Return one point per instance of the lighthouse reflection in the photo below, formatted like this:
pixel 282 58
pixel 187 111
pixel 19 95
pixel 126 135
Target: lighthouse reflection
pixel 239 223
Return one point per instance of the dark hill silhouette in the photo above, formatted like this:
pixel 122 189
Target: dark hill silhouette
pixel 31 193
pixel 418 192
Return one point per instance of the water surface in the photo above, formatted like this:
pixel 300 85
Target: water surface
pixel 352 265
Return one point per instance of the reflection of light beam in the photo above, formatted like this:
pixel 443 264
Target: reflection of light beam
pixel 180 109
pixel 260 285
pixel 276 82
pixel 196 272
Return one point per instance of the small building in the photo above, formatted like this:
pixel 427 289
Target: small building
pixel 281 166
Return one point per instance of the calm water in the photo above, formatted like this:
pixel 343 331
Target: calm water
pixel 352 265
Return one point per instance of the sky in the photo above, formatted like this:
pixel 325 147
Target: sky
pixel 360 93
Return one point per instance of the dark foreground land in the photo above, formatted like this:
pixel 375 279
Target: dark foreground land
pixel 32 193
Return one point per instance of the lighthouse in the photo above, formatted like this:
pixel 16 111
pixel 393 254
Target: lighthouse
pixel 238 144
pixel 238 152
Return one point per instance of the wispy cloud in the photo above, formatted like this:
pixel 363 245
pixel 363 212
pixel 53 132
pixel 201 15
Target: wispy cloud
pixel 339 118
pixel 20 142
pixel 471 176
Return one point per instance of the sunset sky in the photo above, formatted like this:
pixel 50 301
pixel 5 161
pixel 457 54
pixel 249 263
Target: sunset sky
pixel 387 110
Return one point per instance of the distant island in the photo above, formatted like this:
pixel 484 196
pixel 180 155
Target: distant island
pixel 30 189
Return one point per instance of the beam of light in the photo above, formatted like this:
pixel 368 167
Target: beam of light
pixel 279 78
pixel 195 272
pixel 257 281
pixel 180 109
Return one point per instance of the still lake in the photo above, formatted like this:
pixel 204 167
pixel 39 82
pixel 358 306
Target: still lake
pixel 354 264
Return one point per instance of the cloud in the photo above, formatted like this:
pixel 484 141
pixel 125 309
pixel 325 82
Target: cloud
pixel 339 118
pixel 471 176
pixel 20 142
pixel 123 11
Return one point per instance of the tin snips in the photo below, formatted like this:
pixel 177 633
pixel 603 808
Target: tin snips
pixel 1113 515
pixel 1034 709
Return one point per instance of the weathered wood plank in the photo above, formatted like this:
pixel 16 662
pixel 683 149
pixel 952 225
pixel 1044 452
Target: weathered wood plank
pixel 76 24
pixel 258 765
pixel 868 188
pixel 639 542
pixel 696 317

==========

What the task requires: The full listing must be retyped exactly as it stands.

Output of the exercise:
Return one point per instance of the lighthouse reflection in the photo below, formatted like this:
pixel 282 58
pixel 187 111
pixel 19 95
pixel 126 135
Target: lighthouse reflection
pixel 239 223
Return one point per instance of the dark hill silhouette in the photo above, formatted like this:
pixel 122 189
Target: dark hill silhouette
pixel 31 193
pixel 418 192
Return one point per instance of the water surface in the photo above, formatted like this:
pixel 300 85
Target: water surface
pixel 352 265
Return one point per instance of the reflection of light beam in the photo above, formatted like this:
pixel 443 264
Target: reflection of light beam
pixel 180 109
pixel 260 285
pixel 276 82
pixel 196 272
Return one point per instance of the small building in the photo above, formatted like this:
pixel 427 289
Target: small building
pixel 281 166
Return one point per instance of the calm water in the photo above, formatted like this:
pixel 343 331
Target: calm water
pixel 352 265
Return one point per instance of the sky in the photo above, formatted like this:
pixel 325 147
Target: sky
pixel 360 93
Return one point per instance of the dark foreground land in the photo above, formatted like this:
pixel 375 279
Target: dark foreground land
pixel 32 193
Return one point per instance of the lighthouse in the photo above, formatted like this:
pixel 16 111
pixel 393 254
Target: lighthouse
pixel 238 144
pixel 238 152
Return one point per instance of the wispy cloud in the photo above, formatted like this:
pixel 363 245
pixel 363 212
pixel 53 132
pixel 201 15
Target: wispy cloud
pixel 339 118
pixel 20 142
pixel 471 176
Return one point per instance of the sunset sky in the photo above, formatted like this:
pixel 50 301
pixel 5 161
pixel 457 54
pixel 249 263
Target: sunset sky
pixel 387 110
Return one point per instance of the distant island in the photo above, formatted like this:
pixel 484 196
pixel 180 155
Target: distant island
pixel 30 189
Return one point per instance of the beam of light in the photo above, formatted like this:
pixel 368 167
Target: beam of light
pixel 279 78
pixel 195 272
pixel 257 281
pixel 180 109
Return one point per instance of the still lake in the photo above, formatted like this:
pixel 204 167
pixel 39 82
pixel 358 306
Target: still lake
pixel 354 264
Return one point per instance of the cloud in the photo above, formatted like this:
pixel 484 141
pixel 125 309
pixel 325 82
Target: cloud
pixel 339 118
pixel 471 176
pixel 20 142
pixel 123 11
Return one point per instance of the tin snips in the photo below, formatted like this:
pixel 177 633
pixel 603 808
Target: tin snips
pixel 1113 515
pixel 1034 709
Return one point per instance of the weathered wood plank in the photo above, formatted like this:
pixel 16 662
pixel 683 149
pixel 952 225
pixel 1044 452
Target: weathered wood plank
pixel 76 24
pixel 258 765
pixel 868 188
pixel 639 542
pixel 696 317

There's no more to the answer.